In September 2008, the FBI spoke to one of the individuals whose checking account was debited by "Draftlink" through ACH Processor 1 and s/he stated that the transaction had been to fund his/her internet gambling account at either Poker Company 1 or Poker Company 2. Clark's Fraudulent Processing Through ACH Processor 2 & The National Bank of California

In July 2008, around the time that Clark encountered difficulties processing transactions through ACH Processor 1, and CLARK sought to obtain ACH processing services from "ACH Processor 2" for what he claimed was "payday loan" processing. The FBI had spoken to representatives of ACH Processor 2 and National Bank of California (which is insured by the FDIC), and reviewed documents provided by these sources. From these sources, the FBI learned the following:

On July 1, 2008, Clark submitted an application to ACH Processor 2 for ACH Processor 2 to perform payment processing on behalf of a company called "Viable Processing Solutions" ("Viable"), which, Clark claimed, was in the business of processing payday loans. Although Clark guaranteed the processing account, the owner of Viable was listed as Clark Associate 4. ACH Processor 2 began processing ACH transactions for Viable on or about September 16, 2008, and processed more than $16 million in transactions over approximately five weeks through the National Bank of California. Some of the transactions were from bank accounts located in the Southern District of New York.

DATASET RECORDS:
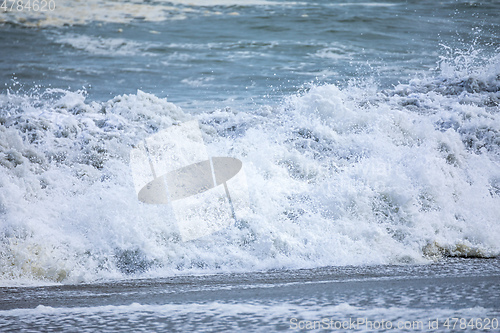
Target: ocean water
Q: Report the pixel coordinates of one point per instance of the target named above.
(369, 132)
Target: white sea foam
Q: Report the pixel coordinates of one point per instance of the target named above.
(337, 177)
(254, 317)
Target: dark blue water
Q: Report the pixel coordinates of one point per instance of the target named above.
(242, 54)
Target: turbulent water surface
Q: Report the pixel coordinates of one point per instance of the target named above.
(369, 134)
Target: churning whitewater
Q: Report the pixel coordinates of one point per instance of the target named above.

WRITTEN REQUEST: Translate this sentence from the ACH processing text into Spanish: "Some of the transactions were from bank accounts located in the Southern District of New York."

FULL ANSWER: Algunas de las transacciones provenían de cuentas bancarias ubicadas en el Distrito Sur de Nueva York.